_TEXT_:
***

# ISDN: remote hangup ?



## Sinac (8. April 2003)

Ok, dann mal der 100 Thread von mir zum Thema ISDN unter Debian
*durchdreh*
Also, nachdem ich jetzt endlich meine ISDN Karte zum laufen hab und so gut wie alles was mit ppp und ipppd installiert und in den 
Kerne eingebunden habe kann ich mit "isdnctrl dial ippp0"
sogar rauswählen...
aber das funzt irgendwie trotzdem nich :*(
_
debian:~# isdnctrl dial ippp0
ippp0: dialing 1 0191011...
Dialing of ippp0 triggered
debian:~# isdn_net: ippp0 connected
ippp0: remote hanghup
ippp0: Chargesum is 0
_

Denke mal nicht das das ein Debianspezifisches Problem ist,
habe auch schon in diversen Foren und bei Google
geschaut, aber nix gefunden...

Jemand ne Idee?


----------



## Sinac (9. April 2003)

Hui,habs endlich hinbekommen *abspack*
nach stundenlangem gesuche und ausprobiere
hab ich meine ipppd.ippp0 (ein bißchen)
modifiziert. Wenns interessiert:

# Options file for ipppd.
# ipppd will not read /etc/ppp/options or /etc/ppp/ioptions or any other
# config file. Everything has to be in here.
# "peer" is the name for our syncppp partner.

***

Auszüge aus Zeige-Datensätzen
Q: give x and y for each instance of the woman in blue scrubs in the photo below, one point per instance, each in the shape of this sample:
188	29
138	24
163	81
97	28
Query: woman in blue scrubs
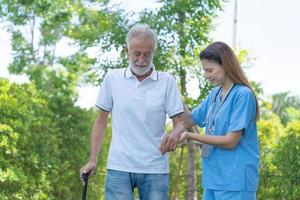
230	151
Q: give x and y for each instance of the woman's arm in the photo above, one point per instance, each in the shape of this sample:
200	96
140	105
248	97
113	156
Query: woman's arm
187	120
228	141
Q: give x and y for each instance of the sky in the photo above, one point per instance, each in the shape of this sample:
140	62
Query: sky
269	30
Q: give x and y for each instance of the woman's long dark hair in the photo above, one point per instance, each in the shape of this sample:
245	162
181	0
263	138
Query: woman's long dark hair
221	53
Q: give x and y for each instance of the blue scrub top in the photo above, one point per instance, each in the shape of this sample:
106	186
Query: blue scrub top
225	169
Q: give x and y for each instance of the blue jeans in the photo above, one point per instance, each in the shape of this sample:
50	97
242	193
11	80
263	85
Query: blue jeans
120	185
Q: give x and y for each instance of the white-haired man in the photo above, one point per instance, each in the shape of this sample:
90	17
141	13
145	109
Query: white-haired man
139	98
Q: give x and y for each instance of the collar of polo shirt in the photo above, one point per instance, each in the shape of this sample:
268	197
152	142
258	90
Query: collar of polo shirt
154	75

***

_AUFGABE_:
Beantworte anhand des ISDN-Threads kurz diese Fragen:
(a) Mit welchem Befehl kann Sinac laut dem ersten Beitrag hinauswählen?
(b) An welchem Datum meldet Sinac, das Problem endlich gelöst zu haben?
(c) Welche Datei hat Sinac dafür ein wenig verändert?

_LÖSUNG_:
(a) Mit „isdnctrl dial ippp0“.
(b) Am 9. April 2003.
(c) Die Datei ipppd.ippp0.